What you will do
According to the blog post below, what did a man in Sunday School say cures the 3 AM worries?

Text shown
----

An Appropriate Proverb

There is no wisdom, no insight, no plan that can succeed against the Lord.
Proverbs 21:30

Saturday, July 7, 2012

July 8

OT -- 1st Chronicles 5:18-6:81
So, I am reading along, enjoying the genealogy of various tribes and trying to stay focused on the task at hand. I enjoyed the little tidbit about the children of Amram "the children of Amram: Aaron, Moses and Miriam" because Miriam has always been one of my favorite characters. Minor player in the story of Moses that is true but having babysat most of my life for young cousins, younger brother, and myriad of neighbor children, I sympathized with her Moses boat watching. And I am assuming her quick response to Pharaoh's daughter.
At any rate, I read on and on about Aaron's kids looking forward to hearing about Miriam. After all, did she ever marry? How did her husband feel about her prophesying when they crossed the Red Sea? What about her water finding ability? Were her kids ashamed of her 'talent' like mine have been in the past?
Nothing. Not a peep about Miriam. And then I realize there is none about Moses' kids.
Now, I know he had at least 2 boys because Zipporah circumcised them to prevent God from killing Moses right before he returned to Egypt (Exodus 4:24). What happened to them?
Well, check out this link:
The Straight Dope

Yes, I read ahead just to check it out. You just have to wonder why Moses' sons weren't anything but ordinary. Was it because he didn't spend enough time with them or were the others in his cavalcade ugly to them because they were half Midianites? Remember, there was an ugly fight with the Midianites on the 40 year wander. (Numbers 31)
At any rate, it seems sad that they were only so-so.
And that answered for me, what became of Moses' sons. But not of Miriam.

NT -- Acts 26:1-32
The death knell "this man could have been set free if he had not appealed to Caesar".

Psalm 6
Another lament psalm.
I read in the Atlanta Journal recently that a significant percentage of dementia and Alzheimer's patients see vast improvements when their insomnia is corrected. Mostly through the use of medication but also through meditations and behavior changes, the patients saw increased judgment, memory retention and significantly less emotional swings.
The same is probably true when you are grieving or anxious. It is a terrible spiral, no sleep, more anxiety. Not that I am endorsing sleeping pills but nothing looks better and you have precious little judgment when you have not slept the night before.
For years after Nathan died, I woke up every night at 3 AM and worried about everything. My parents, my kids, money, the roof, you name it. Alcohol, pills, exercise, nothing was any help. And buddy, by the time 5 PM rolled around every afternoon, I was a screaming you-know-what.
One day in Sunday School, a man that I have almost no respect for because of his scheming, conniving ways was talking to someone else about how you cure the 3 AM worries. He said you claim whatever it is that you are obsessing about as a blessing then start naming all your other blessings. Instant sleep. Well, maybe not instant, but very quick. It is hard to obsess when you are listing out all the wonderful things that God has gifted you with.
I won't pretend that I don't still wake up at 3 AM but not every night and I am usually able to get back to sleep fairly quickly with no 5 PM meltdowns. And for that I add the above gentleman to my list of blessings.

May your 'couch' be dream filled and seldom filled with groaning and tears.

----

Data under study
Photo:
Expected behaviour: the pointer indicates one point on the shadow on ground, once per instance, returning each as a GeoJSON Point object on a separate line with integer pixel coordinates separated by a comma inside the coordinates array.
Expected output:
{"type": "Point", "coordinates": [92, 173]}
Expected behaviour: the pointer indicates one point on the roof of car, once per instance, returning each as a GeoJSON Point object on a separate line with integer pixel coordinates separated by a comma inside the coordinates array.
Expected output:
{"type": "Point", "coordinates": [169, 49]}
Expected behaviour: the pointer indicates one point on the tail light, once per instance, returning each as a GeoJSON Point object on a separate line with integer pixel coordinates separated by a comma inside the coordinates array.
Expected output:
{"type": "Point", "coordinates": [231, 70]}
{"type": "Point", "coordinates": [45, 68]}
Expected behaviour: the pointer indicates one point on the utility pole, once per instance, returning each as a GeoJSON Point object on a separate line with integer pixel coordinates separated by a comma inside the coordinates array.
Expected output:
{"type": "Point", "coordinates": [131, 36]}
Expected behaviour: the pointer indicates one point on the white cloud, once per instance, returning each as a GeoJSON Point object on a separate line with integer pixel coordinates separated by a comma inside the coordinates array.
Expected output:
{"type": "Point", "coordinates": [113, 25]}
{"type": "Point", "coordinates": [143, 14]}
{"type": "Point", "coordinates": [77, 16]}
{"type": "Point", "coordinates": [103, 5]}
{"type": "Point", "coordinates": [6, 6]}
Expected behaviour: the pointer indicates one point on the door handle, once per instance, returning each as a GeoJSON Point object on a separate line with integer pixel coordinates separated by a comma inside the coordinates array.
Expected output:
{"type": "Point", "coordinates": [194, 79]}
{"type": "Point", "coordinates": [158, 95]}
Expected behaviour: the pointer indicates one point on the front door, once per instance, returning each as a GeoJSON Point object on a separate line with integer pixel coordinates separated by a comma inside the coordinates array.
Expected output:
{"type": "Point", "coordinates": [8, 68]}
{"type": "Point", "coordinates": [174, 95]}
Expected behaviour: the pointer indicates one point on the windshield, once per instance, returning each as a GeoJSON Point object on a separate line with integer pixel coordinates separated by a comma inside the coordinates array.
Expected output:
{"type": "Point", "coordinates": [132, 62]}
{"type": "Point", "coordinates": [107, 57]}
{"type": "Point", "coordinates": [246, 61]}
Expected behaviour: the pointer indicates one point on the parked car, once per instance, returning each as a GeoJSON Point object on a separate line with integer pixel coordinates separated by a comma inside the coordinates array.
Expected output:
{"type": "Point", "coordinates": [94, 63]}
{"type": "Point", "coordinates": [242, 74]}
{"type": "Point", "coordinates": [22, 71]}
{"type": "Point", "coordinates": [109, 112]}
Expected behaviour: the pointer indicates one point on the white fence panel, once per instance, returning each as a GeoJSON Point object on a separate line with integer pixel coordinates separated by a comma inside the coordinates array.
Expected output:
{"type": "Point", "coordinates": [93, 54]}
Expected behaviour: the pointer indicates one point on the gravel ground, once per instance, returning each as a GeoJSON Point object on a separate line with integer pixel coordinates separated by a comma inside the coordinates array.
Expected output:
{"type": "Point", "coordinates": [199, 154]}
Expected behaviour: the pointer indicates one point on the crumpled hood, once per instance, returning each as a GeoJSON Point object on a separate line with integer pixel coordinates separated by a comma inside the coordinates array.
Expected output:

----

Response
Claim whatever you are obsessing about as a blessing, then start naming all your other blessings.